▶ [Provided data]
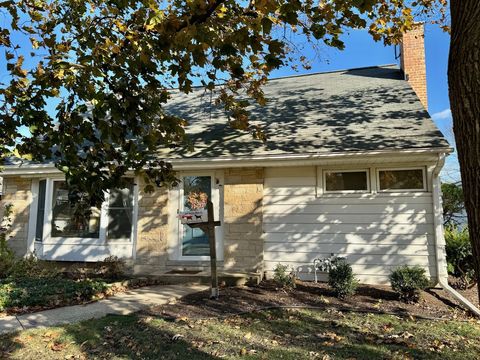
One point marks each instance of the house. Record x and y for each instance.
(351, 167)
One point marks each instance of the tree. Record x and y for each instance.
(453, 204)
(109, 67)
(464, 92)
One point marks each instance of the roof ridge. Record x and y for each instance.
(333, 71)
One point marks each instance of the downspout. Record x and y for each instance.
(441, 266)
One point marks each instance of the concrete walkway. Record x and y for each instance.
(122, 304)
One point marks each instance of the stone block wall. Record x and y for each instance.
(243, 201)
(17, 191)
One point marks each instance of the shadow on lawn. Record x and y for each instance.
(110, 337)
(272, 335)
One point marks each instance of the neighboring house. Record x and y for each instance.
(350, 167)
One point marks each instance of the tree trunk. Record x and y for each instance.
(464, 92)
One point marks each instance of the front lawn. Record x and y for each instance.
(276, 334)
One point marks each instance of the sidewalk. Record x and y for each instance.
(122, 304)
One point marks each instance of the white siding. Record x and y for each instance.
(376, 232)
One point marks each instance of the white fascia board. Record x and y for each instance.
(419, 155)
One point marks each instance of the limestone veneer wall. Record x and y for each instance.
(17, 191)
(152, 228)
(243, 202)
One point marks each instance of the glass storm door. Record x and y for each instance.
(197, 190)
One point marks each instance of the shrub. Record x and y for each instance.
(408, 281)
(341, 279)
(111, 267)
(31, 267)
(48, 292)
(459, 255)
(284, 276)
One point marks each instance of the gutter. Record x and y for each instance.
(274, 160)
(441, 265)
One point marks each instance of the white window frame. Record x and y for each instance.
(324, 181)
(424, 179)
(48, 239)
(175, 233)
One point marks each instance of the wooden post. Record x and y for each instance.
(213, 250)
(208, 227)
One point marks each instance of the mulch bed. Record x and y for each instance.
(434, 303)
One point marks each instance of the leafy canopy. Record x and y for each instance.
(109, 67)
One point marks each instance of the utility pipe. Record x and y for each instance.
(441, 266)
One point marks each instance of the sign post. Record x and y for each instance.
(192, 220)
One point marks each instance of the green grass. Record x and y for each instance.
(298, 334)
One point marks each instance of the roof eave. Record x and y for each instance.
(254, 160)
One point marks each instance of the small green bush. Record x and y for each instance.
(284, 276)
(47, 292)
(459, 256)
(341, 279)
(407, 282)
(112, 268)
(31, 267)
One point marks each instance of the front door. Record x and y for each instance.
(195, 191)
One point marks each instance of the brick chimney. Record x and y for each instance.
(412, 61)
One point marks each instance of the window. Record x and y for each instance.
(42, 184)
(401, 179)
(346, 181)
(120, 213)
(78, 219)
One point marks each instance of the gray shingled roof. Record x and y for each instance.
(354, 110)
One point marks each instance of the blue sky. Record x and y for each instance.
(361, 51)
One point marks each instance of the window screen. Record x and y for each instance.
(401, 179)
(346, 181)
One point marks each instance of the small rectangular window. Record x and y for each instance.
(73, 219)
(401, 179)
(120, 213)
(346, 181)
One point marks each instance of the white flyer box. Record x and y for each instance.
(193, 217)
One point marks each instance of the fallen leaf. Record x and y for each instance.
(54, 346)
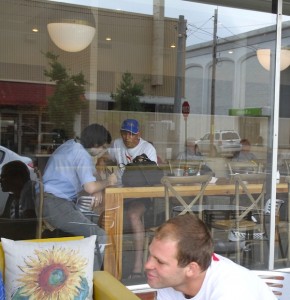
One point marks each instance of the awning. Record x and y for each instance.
(23, 93)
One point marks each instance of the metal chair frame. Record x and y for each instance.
(278, 282)
(169, 183)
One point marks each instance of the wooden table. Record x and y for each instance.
(114, 197)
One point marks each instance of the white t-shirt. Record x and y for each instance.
(122, 155)
(225, 280)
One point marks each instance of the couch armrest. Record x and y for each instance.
(107, 287)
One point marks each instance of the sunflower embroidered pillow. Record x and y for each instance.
(49, 270)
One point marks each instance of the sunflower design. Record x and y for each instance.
(56, 273)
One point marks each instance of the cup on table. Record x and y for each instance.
(178, 172)
(85, 203)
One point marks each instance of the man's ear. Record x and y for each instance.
(193, 269)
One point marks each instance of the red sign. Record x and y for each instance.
(185, 109)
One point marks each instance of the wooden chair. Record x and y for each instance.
(170, 183)
(242, 226)
(278, 282)
(106, 287)
(242, 167)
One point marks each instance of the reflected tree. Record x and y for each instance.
(68, 98)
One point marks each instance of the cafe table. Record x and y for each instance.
(115, 196)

▶ [Description of the task] Take the line that contains "One point marks each instance of the wooden table." and each line after it down to the last of the records, and retype them exactly; add nothing else.

▶ [Task result]
One point marks each instance of the wooden table. Record x and y for each instance.
(114, 197)
One point marks each instance of the white t-shirt. Record x and y for each instance.
(122, 155)
(225, 280)
One point marks each instance of the couch armrest. Record x and y for each instance.
(107, 287)
One point marks each instance of the sunflower embroidered pillow. Record x and y for each instance.
(49, 270)
One point marks each instance of the sunflower design. Record x and y for each instance.
(56, 273)
One point marks each instance of the cup on table. Record x and y for each instance.
(178, 172)
(85, 203)
One point marks each instance of the man's ear. Record x and y for each instance.
(193, 269)
One point marks each instance of the red sign. Record x and y for each instance.
(185, 109)
One point marks each instance of the wooden chair. Record x and y for each instance.
(170, 183)
(242, 226)
(278, 282)
(106, 287)
(242, 167)
One point marks each instance of the reflected tree. Record x and y for each instance.
(68, 98)
One point marks each instance of the cafe table. Record x and y for each instance.
(115, 196)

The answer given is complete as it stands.